> **OBJECTIVE**
Copy these lines from the listing below without any change, beginning at the line containing "Where in the photo above do you see the glass" and ending after the line containing "[0,253,193,282]".

Source records:
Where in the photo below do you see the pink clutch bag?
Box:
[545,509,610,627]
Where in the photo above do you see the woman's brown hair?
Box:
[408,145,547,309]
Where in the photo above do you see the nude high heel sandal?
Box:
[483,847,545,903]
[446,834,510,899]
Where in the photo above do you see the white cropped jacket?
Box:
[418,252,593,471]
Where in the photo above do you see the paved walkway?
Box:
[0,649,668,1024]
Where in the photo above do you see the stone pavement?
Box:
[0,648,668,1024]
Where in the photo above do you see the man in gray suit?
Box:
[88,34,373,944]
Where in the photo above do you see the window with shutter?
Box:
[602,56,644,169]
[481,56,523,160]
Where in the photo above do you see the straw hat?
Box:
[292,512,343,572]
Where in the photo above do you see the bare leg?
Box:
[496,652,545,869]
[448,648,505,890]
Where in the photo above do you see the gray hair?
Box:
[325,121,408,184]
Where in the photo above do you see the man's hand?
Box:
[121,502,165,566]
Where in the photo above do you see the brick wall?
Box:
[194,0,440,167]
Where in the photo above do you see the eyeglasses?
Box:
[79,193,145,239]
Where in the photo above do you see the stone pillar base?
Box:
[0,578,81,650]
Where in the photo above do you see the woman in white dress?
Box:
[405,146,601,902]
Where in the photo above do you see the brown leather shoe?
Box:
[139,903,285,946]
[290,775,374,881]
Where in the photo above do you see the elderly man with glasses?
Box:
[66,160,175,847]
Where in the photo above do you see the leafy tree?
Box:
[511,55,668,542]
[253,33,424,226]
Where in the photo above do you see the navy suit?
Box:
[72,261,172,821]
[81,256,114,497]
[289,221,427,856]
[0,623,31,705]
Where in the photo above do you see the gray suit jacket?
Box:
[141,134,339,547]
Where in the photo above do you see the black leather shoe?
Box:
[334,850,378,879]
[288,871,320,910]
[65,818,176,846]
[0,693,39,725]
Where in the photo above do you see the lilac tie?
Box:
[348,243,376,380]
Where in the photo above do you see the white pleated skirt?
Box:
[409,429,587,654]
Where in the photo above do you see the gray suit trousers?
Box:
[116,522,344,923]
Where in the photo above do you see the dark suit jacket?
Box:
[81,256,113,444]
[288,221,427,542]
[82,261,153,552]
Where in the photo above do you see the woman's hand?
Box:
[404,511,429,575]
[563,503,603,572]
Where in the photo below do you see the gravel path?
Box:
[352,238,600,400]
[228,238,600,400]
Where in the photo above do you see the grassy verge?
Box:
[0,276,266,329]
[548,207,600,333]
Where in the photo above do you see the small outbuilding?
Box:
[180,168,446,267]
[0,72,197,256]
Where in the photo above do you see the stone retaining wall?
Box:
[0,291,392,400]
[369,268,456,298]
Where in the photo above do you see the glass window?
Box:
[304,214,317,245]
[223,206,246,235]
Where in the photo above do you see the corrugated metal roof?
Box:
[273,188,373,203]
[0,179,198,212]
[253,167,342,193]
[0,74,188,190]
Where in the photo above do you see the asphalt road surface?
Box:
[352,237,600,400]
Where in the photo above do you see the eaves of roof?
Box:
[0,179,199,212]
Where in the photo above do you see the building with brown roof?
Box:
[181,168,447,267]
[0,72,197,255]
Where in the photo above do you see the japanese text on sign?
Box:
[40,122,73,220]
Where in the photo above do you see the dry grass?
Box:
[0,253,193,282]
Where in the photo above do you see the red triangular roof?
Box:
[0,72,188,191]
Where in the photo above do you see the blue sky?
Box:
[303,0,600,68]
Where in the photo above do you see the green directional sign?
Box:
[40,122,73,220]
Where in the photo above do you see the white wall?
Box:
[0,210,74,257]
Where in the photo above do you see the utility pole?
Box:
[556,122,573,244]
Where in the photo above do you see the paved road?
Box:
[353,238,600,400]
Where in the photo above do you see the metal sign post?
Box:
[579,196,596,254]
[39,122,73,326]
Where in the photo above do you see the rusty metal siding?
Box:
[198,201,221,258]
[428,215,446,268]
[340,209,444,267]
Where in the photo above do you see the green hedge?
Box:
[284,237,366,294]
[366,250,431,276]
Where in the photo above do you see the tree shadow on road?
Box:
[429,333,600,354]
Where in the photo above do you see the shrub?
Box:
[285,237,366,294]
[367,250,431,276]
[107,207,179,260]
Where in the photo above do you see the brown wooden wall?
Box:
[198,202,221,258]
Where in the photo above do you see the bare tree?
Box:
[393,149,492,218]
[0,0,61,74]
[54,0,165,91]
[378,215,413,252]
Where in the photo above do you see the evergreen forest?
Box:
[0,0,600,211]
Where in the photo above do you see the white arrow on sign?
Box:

> **EXERCISE SOLUTION**
Where in the photo above do you see the glass window?
Box:
[304,214,317,245]
[223,206,246,235]
Where in the photo above do you see the corrugated metal roof?
Box:
[273,188,373,203]
[0,179,198,212]
[253,167,342,193]
[0,74,188,190]
Where in the photo above do you see the asphalt road surface?
Box:
[352,237,600,400]
Where in the photo above do you see the eaves of roof?
Box:
[0,179,199,212]
Where in the photo above do you see the building with brown roof?
Box:
[181,168,447,267]
[0,72,197,255]
Where in the photo above do you see the japanese text on sign?
Box:
[40,122,73,220]
Where in the photo above do you see the dry grass?
Box:
[0,253,193,282]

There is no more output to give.